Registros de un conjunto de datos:
-*-*-
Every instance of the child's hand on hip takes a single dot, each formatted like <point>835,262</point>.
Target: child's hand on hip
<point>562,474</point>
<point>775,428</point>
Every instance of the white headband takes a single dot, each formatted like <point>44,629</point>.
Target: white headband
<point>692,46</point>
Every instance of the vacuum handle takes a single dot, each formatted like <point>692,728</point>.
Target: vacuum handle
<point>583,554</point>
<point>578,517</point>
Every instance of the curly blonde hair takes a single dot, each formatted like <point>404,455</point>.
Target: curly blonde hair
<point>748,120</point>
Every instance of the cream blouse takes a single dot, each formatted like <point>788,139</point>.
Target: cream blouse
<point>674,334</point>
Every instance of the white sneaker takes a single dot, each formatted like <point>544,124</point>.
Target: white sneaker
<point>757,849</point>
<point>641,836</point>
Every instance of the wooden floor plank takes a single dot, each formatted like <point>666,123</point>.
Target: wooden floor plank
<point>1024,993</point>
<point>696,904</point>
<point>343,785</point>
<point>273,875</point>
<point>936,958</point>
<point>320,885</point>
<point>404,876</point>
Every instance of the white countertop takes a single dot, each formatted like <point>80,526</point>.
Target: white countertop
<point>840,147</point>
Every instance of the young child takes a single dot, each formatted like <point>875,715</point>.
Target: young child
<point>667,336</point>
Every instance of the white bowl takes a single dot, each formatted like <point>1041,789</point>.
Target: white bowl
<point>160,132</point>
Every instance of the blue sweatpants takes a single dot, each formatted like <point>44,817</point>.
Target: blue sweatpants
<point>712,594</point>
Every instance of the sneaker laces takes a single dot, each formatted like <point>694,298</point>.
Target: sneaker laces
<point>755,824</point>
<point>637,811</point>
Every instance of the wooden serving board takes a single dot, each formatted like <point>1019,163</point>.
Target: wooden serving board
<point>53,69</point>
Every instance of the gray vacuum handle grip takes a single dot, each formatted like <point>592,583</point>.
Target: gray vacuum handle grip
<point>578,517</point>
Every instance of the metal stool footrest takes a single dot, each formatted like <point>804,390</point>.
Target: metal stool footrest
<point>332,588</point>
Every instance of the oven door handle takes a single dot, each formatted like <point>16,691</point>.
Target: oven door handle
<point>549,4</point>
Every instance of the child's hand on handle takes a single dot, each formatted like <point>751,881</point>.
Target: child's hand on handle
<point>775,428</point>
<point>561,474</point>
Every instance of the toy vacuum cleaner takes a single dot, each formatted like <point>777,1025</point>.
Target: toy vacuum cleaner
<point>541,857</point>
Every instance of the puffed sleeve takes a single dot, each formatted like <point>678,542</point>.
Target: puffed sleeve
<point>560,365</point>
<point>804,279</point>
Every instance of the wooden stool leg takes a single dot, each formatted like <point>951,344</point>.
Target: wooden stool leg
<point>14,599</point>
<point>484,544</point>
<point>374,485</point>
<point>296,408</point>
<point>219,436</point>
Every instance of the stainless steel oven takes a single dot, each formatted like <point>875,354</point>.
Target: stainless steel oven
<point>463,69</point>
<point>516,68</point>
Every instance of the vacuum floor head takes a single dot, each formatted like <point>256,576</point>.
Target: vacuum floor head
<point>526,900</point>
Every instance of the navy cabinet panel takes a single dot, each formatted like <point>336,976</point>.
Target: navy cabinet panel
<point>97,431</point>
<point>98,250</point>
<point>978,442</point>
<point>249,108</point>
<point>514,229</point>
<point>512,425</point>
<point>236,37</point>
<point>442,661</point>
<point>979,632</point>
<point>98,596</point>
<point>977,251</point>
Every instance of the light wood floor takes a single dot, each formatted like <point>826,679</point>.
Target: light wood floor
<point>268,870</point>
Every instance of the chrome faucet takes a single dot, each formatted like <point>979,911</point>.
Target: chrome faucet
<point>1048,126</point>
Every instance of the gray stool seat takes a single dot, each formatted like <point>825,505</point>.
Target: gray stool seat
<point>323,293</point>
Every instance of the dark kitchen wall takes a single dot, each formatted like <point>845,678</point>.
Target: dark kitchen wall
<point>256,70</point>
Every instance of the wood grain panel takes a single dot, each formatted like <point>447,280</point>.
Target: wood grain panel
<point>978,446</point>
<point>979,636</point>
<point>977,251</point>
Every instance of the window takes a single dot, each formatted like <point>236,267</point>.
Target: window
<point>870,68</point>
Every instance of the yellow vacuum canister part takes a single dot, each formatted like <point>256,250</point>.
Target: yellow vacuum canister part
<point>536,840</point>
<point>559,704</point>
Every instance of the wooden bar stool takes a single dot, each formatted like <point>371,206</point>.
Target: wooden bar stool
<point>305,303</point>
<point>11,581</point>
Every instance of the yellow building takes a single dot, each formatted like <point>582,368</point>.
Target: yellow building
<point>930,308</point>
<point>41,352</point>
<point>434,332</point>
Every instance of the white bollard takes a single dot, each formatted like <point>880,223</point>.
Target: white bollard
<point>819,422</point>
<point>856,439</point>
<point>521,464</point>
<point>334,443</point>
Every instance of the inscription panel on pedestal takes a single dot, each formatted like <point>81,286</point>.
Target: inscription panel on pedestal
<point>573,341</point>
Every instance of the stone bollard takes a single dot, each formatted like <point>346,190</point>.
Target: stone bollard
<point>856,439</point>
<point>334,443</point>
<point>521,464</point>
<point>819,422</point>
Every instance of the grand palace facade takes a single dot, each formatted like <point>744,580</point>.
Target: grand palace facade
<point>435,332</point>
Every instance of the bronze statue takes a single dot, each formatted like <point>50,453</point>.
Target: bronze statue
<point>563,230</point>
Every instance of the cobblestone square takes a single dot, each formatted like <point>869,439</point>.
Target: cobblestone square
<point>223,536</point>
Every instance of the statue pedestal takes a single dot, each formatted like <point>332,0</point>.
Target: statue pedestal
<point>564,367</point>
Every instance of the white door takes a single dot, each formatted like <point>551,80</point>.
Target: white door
-*-*-
* _Tarea indicada_
Por favor, convierte todo el material anterior en una lista numerada y omite las líneas en blanco.

* _Respuesta_
1. Every instance of the child's hand on hip takes a single dot, each formatted like <point>835,262</point>.
2. Target: child's hand on hip
3. <point>562,474</point>
4. <point>775,428</point>
5. Every instance of the white headband takes a single dot, each formatted like <point>44,629</point>.
6. Target: white headband
7. <point>692,46</point>
8. Every instance of the vacuum handle takes a single dot, each formatted like <point>692,728</point>.
9. Target: vacuum handle
10. <point>583,554</point>
11. <point>578,517</point>
12. Every instance of the curly blonde hair takes a single dot, each formatted like <point>404,455</point>.
13. Target: curly blonde hair
14. <point>748,120</point>
15. Every instance of the cream blouse takes a single dot, each formatted like <point>788,139</point>.
16. Target: cream blouse
17. <point>674,334</point>
18. Every instance of the white sneaker takes a single dot, each formatted like <point>544,124</point>.
19. Target: white sneaker
20. <point>757,849</point>
21. <point>641,836</point>
22. Every instance of the wooden floor plank takes a single dot, each formatted like <point>666,123</point>.
23. Target: wooden floor plank
24. <point>1024,993</point>
25. <point>696,904</point>
26. <point>343,785</point>
27. <point>273,875</point>
28. <point>936,958</point>
29. <point>320,885</point>
30. <point>404,876</point>
31. Every instance of the white countertop takes a single dot, each formatted like <point>80,526</point>.
32. Target: white countertop
33. <point>840,147</point>
34. Every instance of the young child takes a single dot, each formatted like <point>875,715</point>.
35. Target: young child
36. <point>667,336</point>
37. Every instance of the white bowl takes a single dot, each formatted like <point>1041,789</point>.
38. Target: white bowl
39. <point>160,132</point>
40. Every instance of the blue sweatpants takes a single dot, each formatted like <point>44,817</point>.
41. Target: blue sweatpants
42. <point>712,594</point>
43. Every instance of the sneaker laces takes a single dot, each formatted like <point>694,298</point>.
44. Target: sneaker laces
45. <point>755,824</point>
46. <point>637,811</point>
47. Every instance of the wooden serving board takes a single dot, each formatted like <point>1019,163</point>.
48. Target: wooden serving board
49. <point>53,69</point>
50. Every instance of the gray vacuum handle grip takes a single dot, each formatted like <point>592,583</point>.
51. Target: gray vacuum handle grip
52. <point>578,517</point>
53. Every instance of the metal stool footrest takes a single dot, each formatted like <point>804,390</point>.
54. Target: metal stool footrest
55. <point>332,588</point>
56. Every instance of the oven door handle takes a single dot, each formatted like <point>16,691</point>.
57. Target: oven door handle
58. <point>549,4</point>
59. Every instance of the child's hand on handle takes a single dot, each formatted like <point>751,881</point>.
60. Target: child's hand on handle
61. <point>775,428</point>
62. <point>561,474</point>
63. Every instance of the toy vacuum cleaner takes a single dot, each formatted like <point>777,1025</point>.
64. Target: toy vacuum cleaner
65. <point>541,857</point>
66. Every instance of the puffed sleeve takes a single dot, each formatted like <point>678,542</point>.
67. Target: puffed sleeve
68. <point>560,365</point>
69. <point>804,279</point>
70. Every instance of the wooden stool leg takes a single dot, each formatted like <point>951,344</point>.
71. Target: wooden stool leg
72. <point>14,599</point>
73. <point>484,544</point>
74. <point>374,485</point>
75. <point>296,408</point>
76. <point>219,436</point>
77. Every instance of the stainless steel oven takes a single dot, each formatted like <point>875,354</point>.
78. Target: stainless steel oven
79. <point>463,69</point>
80. <point>516,68</point>
81. Every instance of the vacuum floor head takes a single dot, each formatted like <point>256,576</point>.
82. Target: vacuum floor head
83. <point>526,900</point>
84. Every instance of the navy cabinet panel takes a single dot, each formatted like <point>336,976</point>.
85. Target: navy cabinet panel
86. <point>97,431</point>
87. <point>98,250</point>
88. <point>978,442</point>
89. <point>249,108</point>
90. <point>514,229</point>
91. <point>512,425</point>
92. <point>236,37</point>
93. <point>442,661</point>
94. <point>979,632</point>
95. <point>98,596</point>
96. <point>977,251</point>
97. Every instance of the light wood floor takes a single dot, each formatted like <point>826,679</point>.
98. Target: light wood floor
99. <point>268,870</point>
100. Every instance of the chrome faucet takes a single dot, each formatted like <point>979,911</point>.
101. Target: chrome faucet
102. <point>1048,126</point>
103. Every instance of the gray stool seat takes a single dot, each formatted like <point>825,505</point>.
104. Target: gray stool seat
105. <point>323,293</point>
106. Every instance of the dark kitchen wall takes a single dot, each formatted like <point>845,678</point>.
107. Target: dark kitchen wall
108. <point>256,70</point>
109. Every instance of the wood grain panel takes a single dot, each formatted like <point>447,280</point>.
110. Target: wood grain panel
111. <point>978,446</point>
112. <point>979,636</point>
113. <point>977,251</point>
114. Every instance of the window takes a single dot, each formatted like <point>236,267</point>.
115. Target: window
116. <point>870,68</point>
117. Every instance of the yellow vacuum canister part takes a single dot, each formatted like <point>256,250</point>.
118. Target: yellow vacuum canister part
119. <point>536,840</point>
120. <point>559,704</point>
121. Every instance of the wooden bar stool takes a single dot, each formatted like <point>371,206</point>.
122. Target: wooden bar stool
123. <point>305,303</point>
124. <point>11,581</point>
125. Every instance of the yellow building takes a single dot, each formatted like <point>582,368</point>.
126. Target: yellow building
127. <point>930,308</point>
128. <point>41,352</point>
129. <point>434,332</point>
130. Every instance of the white bollard takes a single dot, each formatted like <point>880,223</point>.
131. Target: white bollard
132. <point>819,422</point>
133. <point>856,439</point>
134. <point>521,464</point>
135. <point>334,443</point>
136. Every instance of the inscription panel on pedestal takes a single dot, each formatted like <point>81,286</point>.
137. Target: inscription panel on pedestal
138. <point>573,341</point>
139. Every instance of the stone bollard takes a single dot, each formatted like <point>346,190</point>.
140. Target: stone bollard
141. <point>856,439</point>
142. <point>334,443</point>
143. <point>521,464</point>
144. <point>819,422</point>
145. Every instance of the grand palace facade takes a single dot, each formatted like <point>744,580</point>.
146. Target: grand palace facade
147. <point>435,332</point>
148. Every instance of the bronze statue takes a single dot, each formatted like <point>50,453</point>.
149. Target: bronze statue
150. <point>563,230</point>
151. Every instance of the cobblestone square takes a single dot, each formatted like <point>869,439</point>.
152. Target: cobblestone square
153. <point>223,536</point>
154. Every instance of the statue pedestal takes a single dot, each formatted like <point>332,0</point>.
155. Target: statue pedestal
156. <point>564,367</point>
157. Every instance of the white door takes a single dot, each formatted like <point>551,80</point>.
158. Target: white door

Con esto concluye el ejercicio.